# My first coconut test



## Tobse (Nov 4, 2010)

Hello,

i made a coconut test with my natural fork slingshot and strongest full butterfly bands, 20mm steel, heated bands (on my gas heater) and quick release technique.

The coconut can´t stop the bullet.


----------



## Btoon84 (Nov 22, 2011)

HOLY CRAP! NIce work Tobse, i really enjoyed seeing the making of the sling too! ALSO, i love the pile of debris at the end of your range! I can tell you've been having lots of fun messing stuff up! Keep on shooting buddy!


----------



## orcrender (Sep 11, 2010)

I love the smell of coconut in the morning.


----------



## e~shot (Jun 3, 2010)

Wow, good shooting buddy!


----------



## BrokenPins (Feb 10, 2013)

orcrender said:


> I love the smell of coconut in the morning.


Smells like... victory lol. Impressive!


----------



## Wingshooter (Dec 24, 2009)

I really like the shape of that slingshot. Very well done.


----------



## Charles (Aug 26, 2010)

Great demonstration of power! And thanks so much for showing the construction of the slingshot ... beautiful job.

Cheers ..... Charles


----------



## swarbt119 (Jan 12, 2011)

That slingshot is a Beast, awesome performance. I love the construction, excellent craftsmanship.
•••
(PROBLEMS TO WORK ON)
• A. In the coconut test thread, what size of steel ammunition did Tobse shoot?
• B. Carry on the coconut slingshot thread from its last post.

(STORED RECORDS)
•••
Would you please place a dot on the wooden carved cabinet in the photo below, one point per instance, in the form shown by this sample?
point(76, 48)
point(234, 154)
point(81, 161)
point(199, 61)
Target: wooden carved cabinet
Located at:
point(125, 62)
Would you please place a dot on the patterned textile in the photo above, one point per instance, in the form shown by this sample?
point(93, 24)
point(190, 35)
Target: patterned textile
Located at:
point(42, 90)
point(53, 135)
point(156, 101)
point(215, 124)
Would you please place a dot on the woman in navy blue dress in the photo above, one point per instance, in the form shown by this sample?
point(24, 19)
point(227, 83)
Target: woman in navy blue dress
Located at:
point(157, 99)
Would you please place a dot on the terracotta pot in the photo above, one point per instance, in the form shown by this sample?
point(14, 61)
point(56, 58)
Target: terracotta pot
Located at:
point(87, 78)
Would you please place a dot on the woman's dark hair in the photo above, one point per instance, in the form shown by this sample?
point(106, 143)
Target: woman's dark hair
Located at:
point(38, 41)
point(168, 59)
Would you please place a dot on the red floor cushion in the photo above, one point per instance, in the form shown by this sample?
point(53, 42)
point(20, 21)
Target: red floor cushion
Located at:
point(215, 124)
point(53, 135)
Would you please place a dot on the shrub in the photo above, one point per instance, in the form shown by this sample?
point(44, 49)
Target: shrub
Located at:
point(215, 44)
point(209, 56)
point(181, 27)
•••
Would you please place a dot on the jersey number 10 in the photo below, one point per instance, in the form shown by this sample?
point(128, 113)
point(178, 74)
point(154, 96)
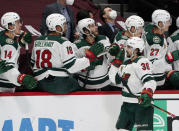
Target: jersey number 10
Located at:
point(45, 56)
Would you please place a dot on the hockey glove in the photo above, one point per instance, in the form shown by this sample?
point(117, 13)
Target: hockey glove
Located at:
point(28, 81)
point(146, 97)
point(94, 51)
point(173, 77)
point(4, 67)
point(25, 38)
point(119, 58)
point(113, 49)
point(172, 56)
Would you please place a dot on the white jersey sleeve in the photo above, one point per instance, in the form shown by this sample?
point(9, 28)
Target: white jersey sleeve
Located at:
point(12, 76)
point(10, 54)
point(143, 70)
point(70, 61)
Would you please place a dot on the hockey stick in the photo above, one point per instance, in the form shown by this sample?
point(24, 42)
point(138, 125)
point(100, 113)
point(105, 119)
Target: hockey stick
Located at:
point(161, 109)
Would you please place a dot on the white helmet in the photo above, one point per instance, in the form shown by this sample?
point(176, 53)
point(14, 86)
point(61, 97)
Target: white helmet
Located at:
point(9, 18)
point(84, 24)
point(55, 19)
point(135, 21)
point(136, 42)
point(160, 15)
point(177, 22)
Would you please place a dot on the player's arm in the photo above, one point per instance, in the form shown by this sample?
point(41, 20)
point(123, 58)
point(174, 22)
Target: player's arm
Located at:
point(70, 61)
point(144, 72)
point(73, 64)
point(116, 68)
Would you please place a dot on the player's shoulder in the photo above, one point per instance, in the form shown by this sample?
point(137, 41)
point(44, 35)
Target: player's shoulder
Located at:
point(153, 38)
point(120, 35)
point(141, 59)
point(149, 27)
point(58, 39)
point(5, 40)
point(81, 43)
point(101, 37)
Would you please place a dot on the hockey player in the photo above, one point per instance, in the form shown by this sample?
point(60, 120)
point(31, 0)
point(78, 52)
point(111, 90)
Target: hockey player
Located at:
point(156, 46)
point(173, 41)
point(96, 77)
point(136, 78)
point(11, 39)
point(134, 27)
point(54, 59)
•••
(RESPONSES IN ORDER)
• A. 20mm steel

• B.
----------



## BC-Slinger (Jan 6, 2013)

Charles said:


> Great demonstration of power! And thanks so much for showing the construction of the slingshot ... beautiful job.
> 
> Cheers ..... Charles


Great video Tobse thanks for posting the construction of that beast. I always enjoy your slingshots/videos my freind.


----------



## treefork (Feb 1, 2010)

Video,design beauty, demo, power all amazing. :thumbsup: :thumbsup:


----------



## Flatband (Dec 18, 2009)

Really cool Toby! Great work on that slingshot too! Flatband


----------



## Rayshot (Feb 1, 2010)

Enjoyed that thanks for sharing. Beauty of a slingshot too!


----------



## tradspirit (Jul 23, 2012)

Excellent video! Beautiful sling!!


----------



## lightgeoduck (Apr 3, 2011)

Awesome! You are one of my favorite slingshot Youtubers!

LGD


----------



## bigron (Nov 29, 2012)

beautiful shooter


----------



## M.J (Nov 1, 2010)

I started watching to see the coconut destruction but I stayed to watch the build along 

What a great video! I really enjoyed it :thumbsup:


----------



## Tobse (Nov 4, 2010)

Thanks guys, glad you like the video.

they tasted good.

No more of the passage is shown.